╭─ Text
February 23, 2018

Christ the Cornerstone

Lenten season is a time to intensify our prayer

Archbishop Charles C. Thompson

“The prayer of faith comes not only in saying ‘Lord, Lord,’ but in disposing the heart to do the will of the Father. Jesus calls his disciples to bring into their prayer this concern for cooperating with the divine plan”
(Catechism of the Catholic Church, #2611).

A woman comes into her parish church to pray. Her young son is in the hospital diagnosed with terminal cancer.

“God, please don’t take my son from me,” she prays. “The doctors say there is no hope, but I know you can save him. Please don’t let him die.”

The mother’s prayer is heartfelt. The underlying emotions are powerful and overwhelming. In her desperation, she turns to God as her only source of hope.

Does God hear this mother’s prayer? Will he answer her? Will the little boy make it through this ordeal and join the growing number of people who are cancer survivors?

The answer to the first two questions is “Yes!” God hears our prayers, and he always responds.

But the answer to the third question is more difficult. We don’t know what will happen to the little boy or why.

Our Lord taught us to place our most serious problems in our Father’s hands—trusting that he will hear and answer us. That’s not the hard part, of course. What’s really difficult is accepting the fact that God’s answer may not be what we want it to be. And it may not come when, or how, we expect it.

Many of the Lord’s own prayers, as they are recorded in the Gospels, receive what may seem to us like unsatisfactory answers. Jesus prays for unity among his disciples, and the answer is “not yet.” He prays for peace, and the answer is “not now.” He prays to have the painful death that awaits him pass from him, and the Father’s response is “no.”

By his words and example, the Lord teaches us how to pray. Sometimes his prayer is public—in a synagogue, or while teaching or healing, surrounded by a large crowd. Other times, his prayer is intensely personal—taking place in a remote location. The Lord’s style of prayer differs according to the occasion. Sometimes he is grateful; sometimes he praises God for his greatness and mercy; sometimes he offers urgent petitions for physical or spiritual healing; and sometimes he even appears angry (as when he cleansed the temple of those who made it a place of commerce instead of a house of prayer).
╰─
# Tasks and exercises:
A: Decide whether each statement agrees with the column on Lenten prayer: (i) the woman's son has been diagnosed with terminal cancer; (ii) the column says we know what will happen to the boy; (iii) when Jesus prays for peace, the answer is "not yet." Answer yes or no for each and quote the words of the column that decide it.
B: Continue the column on Lenten prayer, starting after its last sentence.
╭─ Raw data
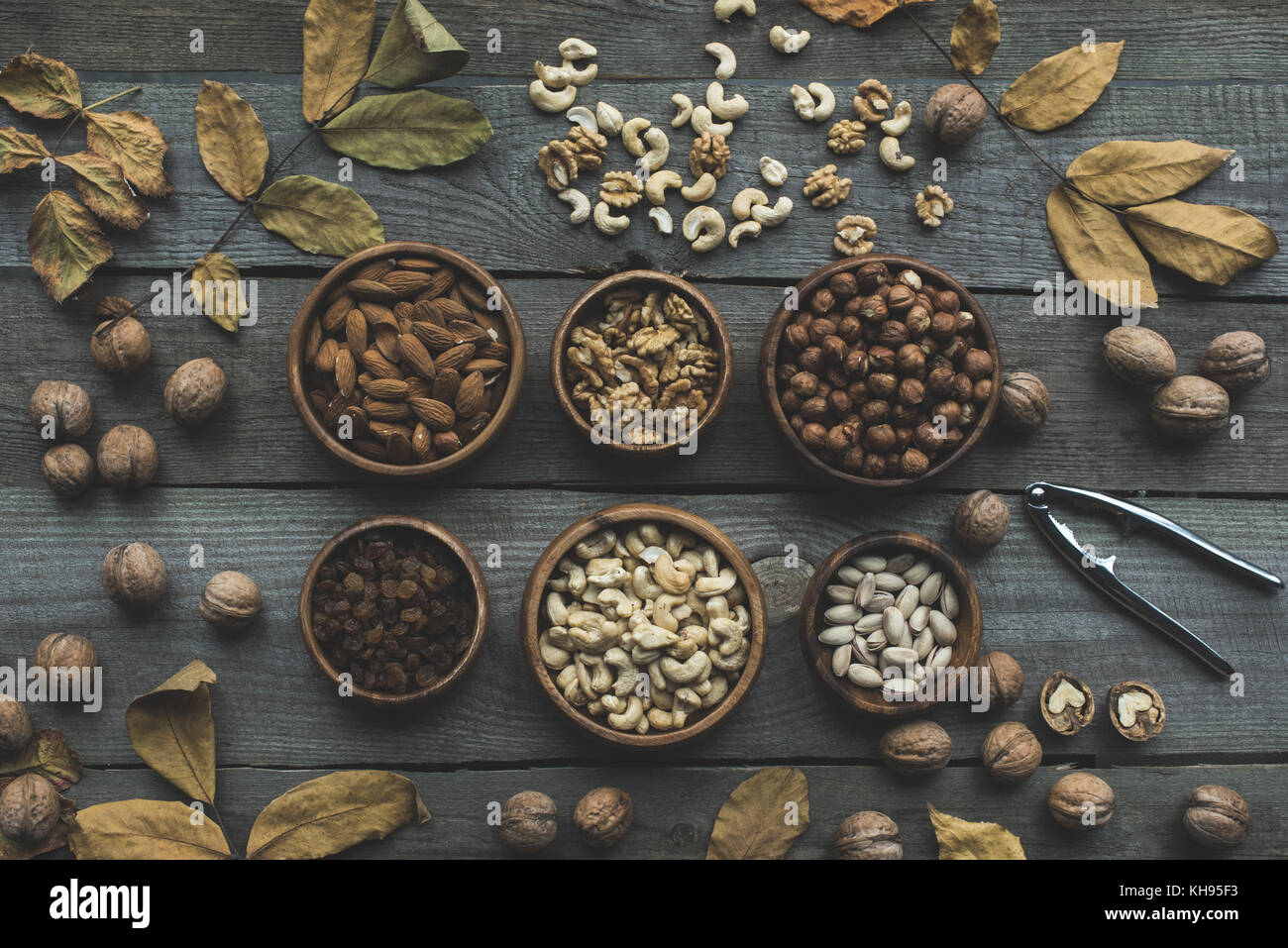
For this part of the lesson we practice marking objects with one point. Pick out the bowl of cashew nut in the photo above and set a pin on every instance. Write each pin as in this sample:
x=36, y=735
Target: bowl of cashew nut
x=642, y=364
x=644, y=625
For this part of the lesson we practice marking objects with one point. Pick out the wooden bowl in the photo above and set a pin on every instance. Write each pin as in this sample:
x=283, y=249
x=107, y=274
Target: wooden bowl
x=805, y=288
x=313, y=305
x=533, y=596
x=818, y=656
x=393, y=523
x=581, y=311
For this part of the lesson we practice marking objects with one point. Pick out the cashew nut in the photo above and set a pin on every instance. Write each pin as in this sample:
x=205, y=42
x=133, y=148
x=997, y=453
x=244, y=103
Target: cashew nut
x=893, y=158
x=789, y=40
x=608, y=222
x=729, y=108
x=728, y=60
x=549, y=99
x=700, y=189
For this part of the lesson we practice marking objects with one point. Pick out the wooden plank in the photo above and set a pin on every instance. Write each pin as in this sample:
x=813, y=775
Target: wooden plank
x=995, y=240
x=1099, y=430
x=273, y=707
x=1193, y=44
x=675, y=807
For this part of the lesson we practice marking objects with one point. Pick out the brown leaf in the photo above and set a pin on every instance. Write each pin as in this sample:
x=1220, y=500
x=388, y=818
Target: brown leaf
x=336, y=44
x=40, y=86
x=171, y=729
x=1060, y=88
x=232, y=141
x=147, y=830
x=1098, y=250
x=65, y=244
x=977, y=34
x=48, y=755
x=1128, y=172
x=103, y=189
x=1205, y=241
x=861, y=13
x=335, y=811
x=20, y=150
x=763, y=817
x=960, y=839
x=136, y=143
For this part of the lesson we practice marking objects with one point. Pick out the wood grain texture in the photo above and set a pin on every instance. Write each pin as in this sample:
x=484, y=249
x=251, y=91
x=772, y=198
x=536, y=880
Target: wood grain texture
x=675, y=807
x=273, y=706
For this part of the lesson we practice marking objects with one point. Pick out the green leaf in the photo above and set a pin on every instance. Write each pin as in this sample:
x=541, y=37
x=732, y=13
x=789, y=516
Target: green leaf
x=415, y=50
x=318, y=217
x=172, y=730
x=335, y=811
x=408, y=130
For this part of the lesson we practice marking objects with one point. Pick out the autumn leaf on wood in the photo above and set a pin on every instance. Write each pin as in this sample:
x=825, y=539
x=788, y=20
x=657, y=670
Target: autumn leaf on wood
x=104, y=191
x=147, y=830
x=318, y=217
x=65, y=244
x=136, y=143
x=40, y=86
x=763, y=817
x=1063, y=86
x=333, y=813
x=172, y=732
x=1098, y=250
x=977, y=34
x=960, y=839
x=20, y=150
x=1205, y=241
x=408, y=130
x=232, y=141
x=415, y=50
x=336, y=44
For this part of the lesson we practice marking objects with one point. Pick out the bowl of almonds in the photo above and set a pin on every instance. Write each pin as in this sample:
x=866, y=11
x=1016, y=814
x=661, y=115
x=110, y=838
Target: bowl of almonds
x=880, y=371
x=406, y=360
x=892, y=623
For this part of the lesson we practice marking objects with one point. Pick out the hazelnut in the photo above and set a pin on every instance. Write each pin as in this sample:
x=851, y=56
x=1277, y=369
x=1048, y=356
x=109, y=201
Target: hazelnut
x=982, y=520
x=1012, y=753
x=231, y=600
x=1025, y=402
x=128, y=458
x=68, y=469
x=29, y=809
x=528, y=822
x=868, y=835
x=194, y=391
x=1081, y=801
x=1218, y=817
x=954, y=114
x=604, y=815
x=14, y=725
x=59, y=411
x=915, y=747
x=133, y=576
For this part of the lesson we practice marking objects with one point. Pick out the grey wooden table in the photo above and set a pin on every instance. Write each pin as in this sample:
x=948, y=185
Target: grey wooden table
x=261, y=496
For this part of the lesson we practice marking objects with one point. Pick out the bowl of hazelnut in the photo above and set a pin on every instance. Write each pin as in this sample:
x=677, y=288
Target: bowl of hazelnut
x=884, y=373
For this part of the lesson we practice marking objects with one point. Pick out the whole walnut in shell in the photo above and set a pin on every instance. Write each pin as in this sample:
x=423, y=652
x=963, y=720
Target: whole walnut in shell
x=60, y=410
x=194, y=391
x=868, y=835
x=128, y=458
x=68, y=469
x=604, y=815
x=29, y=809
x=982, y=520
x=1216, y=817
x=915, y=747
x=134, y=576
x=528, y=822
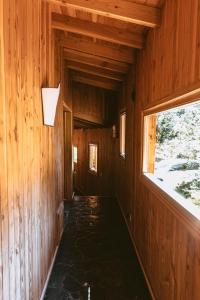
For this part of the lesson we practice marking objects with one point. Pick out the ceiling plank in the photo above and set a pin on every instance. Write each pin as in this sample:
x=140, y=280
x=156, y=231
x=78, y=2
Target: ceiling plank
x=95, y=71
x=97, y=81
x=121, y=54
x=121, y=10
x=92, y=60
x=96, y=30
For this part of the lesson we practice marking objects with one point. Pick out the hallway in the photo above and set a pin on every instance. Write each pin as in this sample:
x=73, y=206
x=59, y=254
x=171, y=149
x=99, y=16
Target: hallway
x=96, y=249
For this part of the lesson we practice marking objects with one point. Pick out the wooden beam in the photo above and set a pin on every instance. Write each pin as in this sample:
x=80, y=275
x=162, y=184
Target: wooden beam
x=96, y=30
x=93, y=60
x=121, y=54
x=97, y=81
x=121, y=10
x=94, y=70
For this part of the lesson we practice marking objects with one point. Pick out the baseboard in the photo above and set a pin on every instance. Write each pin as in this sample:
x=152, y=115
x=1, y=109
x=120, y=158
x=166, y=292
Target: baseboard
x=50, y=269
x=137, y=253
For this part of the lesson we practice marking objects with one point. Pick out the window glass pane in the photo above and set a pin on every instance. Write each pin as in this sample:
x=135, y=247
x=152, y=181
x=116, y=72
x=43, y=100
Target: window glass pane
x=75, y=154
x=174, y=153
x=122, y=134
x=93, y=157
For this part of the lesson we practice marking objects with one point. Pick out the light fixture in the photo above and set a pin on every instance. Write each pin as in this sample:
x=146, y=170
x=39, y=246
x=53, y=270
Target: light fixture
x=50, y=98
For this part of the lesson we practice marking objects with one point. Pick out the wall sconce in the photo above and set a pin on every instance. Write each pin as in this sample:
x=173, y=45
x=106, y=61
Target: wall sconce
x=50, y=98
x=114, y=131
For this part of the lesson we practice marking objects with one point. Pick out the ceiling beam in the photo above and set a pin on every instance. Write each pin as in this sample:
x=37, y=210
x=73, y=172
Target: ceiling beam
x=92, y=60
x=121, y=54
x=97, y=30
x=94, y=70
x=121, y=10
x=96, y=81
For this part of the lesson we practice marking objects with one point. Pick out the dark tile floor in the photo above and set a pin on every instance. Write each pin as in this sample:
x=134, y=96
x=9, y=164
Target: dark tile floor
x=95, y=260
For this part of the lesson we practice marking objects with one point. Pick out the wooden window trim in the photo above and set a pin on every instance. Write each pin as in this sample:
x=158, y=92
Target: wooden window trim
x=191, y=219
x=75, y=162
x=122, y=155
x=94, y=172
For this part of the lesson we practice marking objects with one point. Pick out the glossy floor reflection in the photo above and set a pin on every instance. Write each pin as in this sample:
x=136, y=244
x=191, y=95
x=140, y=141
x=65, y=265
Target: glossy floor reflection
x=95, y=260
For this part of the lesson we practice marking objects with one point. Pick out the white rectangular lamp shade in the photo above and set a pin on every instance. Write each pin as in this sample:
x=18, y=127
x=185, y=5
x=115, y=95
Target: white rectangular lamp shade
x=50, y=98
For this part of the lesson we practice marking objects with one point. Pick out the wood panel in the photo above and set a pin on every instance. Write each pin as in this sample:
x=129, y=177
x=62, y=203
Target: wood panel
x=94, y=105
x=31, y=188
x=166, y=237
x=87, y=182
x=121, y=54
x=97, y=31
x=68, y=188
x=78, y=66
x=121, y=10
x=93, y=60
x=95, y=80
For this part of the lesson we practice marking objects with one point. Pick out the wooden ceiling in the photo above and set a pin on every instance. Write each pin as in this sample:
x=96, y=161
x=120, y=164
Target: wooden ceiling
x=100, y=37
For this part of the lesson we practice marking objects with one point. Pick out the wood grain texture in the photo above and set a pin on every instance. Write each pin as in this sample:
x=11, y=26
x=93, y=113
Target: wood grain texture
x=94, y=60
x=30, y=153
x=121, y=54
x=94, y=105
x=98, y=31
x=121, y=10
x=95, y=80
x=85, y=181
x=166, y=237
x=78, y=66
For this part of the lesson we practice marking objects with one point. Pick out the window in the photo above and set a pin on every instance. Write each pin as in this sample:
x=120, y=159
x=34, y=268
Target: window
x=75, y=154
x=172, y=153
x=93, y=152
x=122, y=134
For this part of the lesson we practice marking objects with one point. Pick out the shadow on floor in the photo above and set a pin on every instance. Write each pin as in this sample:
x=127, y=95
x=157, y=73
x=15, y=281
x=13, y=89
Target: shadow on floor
╰─
╭─ Raw data
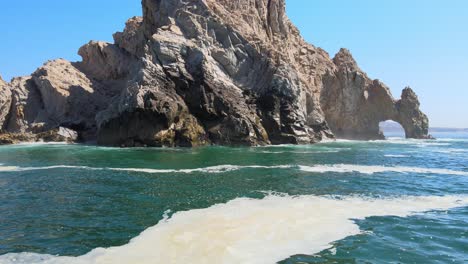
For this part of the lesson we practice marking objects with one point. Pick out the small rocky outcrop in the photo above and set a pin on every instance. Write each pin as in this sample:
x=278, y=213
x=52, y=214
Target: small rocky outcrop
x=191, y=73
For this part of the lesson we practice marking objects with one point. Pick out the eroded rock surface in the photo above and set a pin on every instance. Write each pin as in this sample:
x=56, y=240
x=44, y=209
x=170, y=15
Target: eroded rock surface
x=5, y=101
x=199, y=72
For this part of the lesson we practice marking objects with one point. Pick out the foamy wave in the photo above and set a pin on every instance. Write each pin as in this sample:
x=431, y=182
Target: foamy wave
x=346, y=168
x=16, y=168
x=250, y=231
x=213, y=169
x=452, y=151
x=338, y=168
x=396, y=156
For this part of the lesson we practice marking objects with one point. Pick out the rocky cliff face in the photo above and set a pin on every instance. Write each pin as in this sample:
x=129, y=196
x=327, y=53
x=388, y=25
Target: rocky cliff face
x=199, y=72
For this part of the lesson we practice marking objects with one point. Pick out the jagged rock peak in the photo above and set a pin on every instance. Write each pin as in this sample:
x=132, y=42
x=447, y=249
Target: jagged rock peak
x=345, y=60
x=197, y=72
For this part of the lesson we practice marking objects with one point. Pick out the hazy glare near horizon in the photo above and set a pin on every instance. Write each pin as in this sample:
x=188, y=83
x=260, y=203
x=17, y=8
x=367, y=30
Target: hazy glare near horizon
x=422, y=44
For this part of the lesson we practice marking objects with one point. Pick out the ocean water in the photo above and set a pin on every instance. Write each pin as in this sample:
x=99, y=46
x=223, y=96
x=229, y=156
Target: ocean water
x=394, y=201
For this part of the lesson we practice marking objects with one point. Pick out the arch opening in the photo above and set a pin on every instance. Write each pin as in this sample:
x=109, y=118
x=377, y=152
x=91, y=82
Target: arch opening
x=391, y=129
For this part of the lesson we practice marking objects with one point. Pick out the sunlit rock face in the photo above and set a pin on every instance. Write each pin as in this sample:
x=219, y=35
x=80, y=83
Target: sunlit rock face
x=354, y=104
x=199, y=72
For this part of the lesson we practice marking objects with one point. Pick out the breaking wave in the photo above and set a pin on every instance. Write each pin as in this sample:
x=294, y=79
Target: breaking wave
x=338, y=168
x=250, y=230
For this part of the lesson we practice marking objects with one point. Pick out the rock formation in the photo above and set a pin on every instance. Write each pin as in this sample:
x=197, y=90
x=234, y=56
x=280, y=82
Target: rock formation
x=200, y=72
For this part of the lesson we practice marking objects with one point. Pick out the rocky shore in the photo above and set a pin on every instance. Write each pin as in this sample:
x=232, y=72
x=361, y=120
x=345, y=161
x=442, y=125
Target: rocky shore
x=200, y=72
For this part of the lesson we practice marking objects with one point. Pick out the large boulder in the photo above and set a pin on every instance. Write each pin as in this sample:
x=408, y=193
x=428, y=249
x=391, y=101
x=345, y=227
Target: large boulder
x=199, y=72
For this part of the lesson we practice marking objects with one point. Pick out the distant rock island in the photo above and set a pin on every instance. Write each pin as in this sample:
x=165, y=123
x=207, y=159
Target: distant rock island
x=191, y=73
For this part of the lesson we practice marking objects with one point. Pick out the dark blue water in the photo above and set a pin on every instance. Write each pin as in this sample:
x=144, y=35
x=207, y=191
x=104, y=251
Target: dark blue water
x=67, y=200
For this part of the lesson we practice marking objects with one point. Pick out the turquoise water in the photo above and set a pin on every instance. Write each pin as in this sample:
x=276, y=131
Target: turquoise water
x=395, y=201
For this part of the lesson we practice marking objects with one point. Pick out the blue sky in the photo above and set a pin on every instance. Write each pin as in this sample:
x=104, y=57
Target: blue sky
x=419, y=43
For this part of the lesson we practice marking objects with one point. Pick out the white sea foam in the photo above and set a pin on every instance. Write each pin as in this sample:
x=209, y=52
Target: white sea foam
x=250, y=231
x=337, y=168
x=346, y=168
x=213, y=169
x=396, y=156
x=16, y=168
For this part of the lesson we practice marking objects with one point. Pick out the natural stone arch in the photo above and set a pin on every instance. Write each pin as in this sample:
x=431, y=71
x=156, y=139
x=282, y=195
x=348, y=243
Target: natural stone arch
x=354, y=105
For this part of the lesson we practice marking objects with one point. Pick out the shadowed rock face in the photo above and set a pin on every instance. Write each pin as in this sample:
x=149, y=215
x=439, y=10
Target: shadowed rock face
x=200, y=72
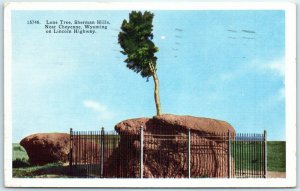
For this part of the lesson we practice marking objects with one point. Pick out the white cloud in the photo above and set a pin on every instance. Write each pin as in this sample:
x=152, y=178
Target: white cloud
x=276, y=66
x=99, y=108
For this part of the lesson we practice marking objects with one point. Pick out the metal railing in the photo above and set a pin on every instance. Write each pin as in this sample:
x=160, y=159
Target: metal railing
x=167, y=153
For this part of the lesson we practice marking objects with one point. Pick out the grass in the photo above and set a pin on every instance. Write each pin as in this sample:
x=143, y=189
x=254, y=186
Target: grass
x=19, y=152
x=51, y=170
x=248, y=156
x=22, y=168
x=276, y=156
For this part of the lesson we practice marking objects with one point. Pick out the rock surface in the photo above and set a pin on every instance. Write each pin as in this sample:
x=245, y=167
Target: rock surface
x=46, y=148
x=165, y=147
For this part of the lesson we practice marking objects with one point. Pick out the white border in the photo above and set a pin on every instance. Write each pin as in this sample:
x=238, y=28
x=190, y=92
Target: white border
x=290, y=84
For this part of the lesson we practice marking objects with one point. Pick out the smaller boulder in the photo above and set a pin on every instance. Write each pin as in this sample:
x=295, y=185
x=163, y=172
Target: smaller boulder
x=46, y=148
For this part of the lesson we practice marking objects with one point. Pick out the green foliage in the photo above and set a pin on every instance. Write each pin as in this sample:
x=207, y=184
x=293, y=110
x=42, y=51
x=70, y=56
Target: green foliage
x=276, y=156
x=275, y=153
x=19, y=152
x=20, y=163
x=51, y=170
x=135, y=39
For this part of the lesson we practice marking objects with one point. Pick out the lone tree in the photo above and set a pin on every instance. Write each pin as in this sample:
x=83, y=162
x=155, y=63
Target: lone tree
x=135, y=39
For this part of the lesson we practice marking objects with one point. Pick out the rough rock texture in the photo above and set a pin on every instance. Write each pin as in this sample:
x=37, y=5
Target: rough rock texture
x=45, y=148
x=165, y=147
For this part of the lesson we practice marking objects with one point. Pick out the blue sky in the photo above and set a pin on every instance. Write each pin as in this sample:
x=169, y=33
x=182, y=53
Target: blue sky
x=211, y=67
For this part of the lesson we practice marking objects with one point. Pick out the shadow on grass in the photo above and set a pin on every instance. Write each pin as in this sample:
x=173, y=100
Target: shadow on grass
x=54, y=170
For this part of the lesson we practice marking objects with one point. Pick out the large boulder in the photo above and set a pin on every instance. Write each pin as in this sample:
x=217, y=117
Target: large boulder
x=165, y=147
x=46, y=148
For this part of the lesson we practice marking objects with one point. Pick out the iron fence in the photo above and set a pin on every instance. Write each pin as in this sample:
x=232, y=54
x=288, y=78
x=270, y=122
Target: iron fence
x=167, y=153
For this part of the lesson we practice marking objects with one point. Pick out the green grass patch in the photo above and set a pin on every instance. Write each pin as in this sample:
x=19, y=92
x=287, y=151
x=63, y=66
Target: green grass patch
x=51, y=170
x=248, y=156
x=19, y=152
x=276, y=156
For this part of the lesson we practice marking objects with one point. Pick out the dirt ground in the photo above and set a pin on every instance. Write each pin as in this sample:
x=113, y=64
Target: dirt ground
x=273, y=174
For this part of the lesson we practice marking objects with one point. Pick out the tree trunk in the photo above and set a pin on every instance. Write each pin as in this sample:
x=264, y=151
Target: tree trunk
╰─
# Responses to the tasks:
A:
(i) Yes: "Her young son is in the hospital diagnosed with terminal cancer."
(ii) No: "We don’t know what will happen to the little boy or why."
(iii) No: "He prays for peace, and the answer is “not now.”"

B:
One thing is consistent in all this wonderful diversity: Jesus prays, and the Father hears and answers him. Sometimes the Father’s answer is painful or disappointing, but because Jesus always adds, “your will, not mine, be done,” he is fundamentally at peace with whatever the Father decides.

This is the secret to praying well: Ask for whatever you need or want, but always add “your will, not mine, be done.” This is not easy to do. If it were, we would do it naturally. In fact, turning our will over to God is probably the most difficult thing we will ever be asked to do.

It was certainly the hardest thing Jesus had to do. Being crucified (one of the most painful and humiliating forms of capital punishment ever devised by human cruelty) must have been more difficult than any of us can possibly imagine. All Jesus had to do was say no. He could have rejected the Father’s will and spared himself all that horror.

That was not Jesus’ way. He knew that by saying yes to the cross, he was saying yes to life and to love. By aligning his will with his Father’s, he was teaching us how to live—and how to pray, thereby showing us the way to true happiness and peace.

Do we expect the woman praying in her parish church to add “your will, not mine, be done” to her prayer?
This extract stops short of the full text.